→ **WHAT TO WORK ON**: Set down each line of the listing below exactly as it is written.
*** INFORMATION SUPPLIED Section Begins ***
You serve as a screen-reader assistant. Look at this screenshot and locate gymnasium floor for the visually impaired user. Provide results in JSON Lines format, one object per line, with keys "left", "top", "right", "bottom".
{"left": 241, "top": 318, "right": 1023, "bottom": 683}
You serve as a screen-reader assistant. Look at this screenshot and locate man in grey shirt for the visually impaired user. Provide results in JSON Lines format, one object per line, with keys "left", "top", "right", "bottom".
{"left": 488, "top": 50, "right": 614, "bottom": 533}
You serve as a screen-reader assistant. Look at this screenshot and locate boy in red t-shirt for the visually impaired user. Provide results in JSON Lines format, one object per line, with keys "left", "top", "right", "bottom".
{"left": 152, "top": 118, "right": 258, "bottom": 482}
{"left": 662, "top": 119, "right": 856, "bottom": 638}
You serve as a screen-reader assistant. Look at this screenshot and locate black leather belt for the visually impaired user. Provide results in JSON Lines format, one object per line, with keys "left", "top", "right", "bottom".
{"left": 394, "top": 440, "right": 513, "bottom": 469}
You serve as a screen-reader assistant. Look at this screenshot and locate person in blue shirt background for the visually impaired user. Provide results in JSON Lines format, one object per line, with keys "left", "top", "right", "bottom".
*** INFORMATION SUPPLIED Section Ends ***
→ **RESULT BELOW**:
You serve as a screen-reader assistant. Look at this screenshot and locate gymnasium floor for the visually impaired user. Provide results in JSON Lines format, one object per line, with keys "left", "top", "right", "bottom".
{"left": 241, "top": 318, "right": 1023, "bottom": 683}
You serve as a screen-reader assistant. Look at this screenshot and locate man in grey shirt for the visually impaired user. Provide results in JSON Lines format, one object per line, with keys "left", "top", "right", "bottom".
{"left": 488, "top": 50, "right": 614, "bottom": 533}
You serve as a screen-reader assistant. Look at this screenshot and locate boy in red t-shirt for the visually impaired user. Provide results in JSON Lines format, one object per line, with keys "left", "top", "right", "bottom".
{"left": 152, "top": 118, "right": 258, "bottom": 482}
{"left": 662, "top": 119, "right": 856, "bottom": 638}
You serve as a screen-reader assistant. Look at this screenshot and locate black leather belt for the visually impaired user. Provide results in JSON Lines format, one object per line, with keys "left", "top", "right", "bottom".
{"left": 394, "top": 440, "right": 513, "bottom": 469}
You serve as a screen-reader assistant. Look at this screenshot and locate person in blue shirt background for the visually impaired user. Provide results in JSON Lines format, one object per line, with keys "left", "top", "right", "bottom".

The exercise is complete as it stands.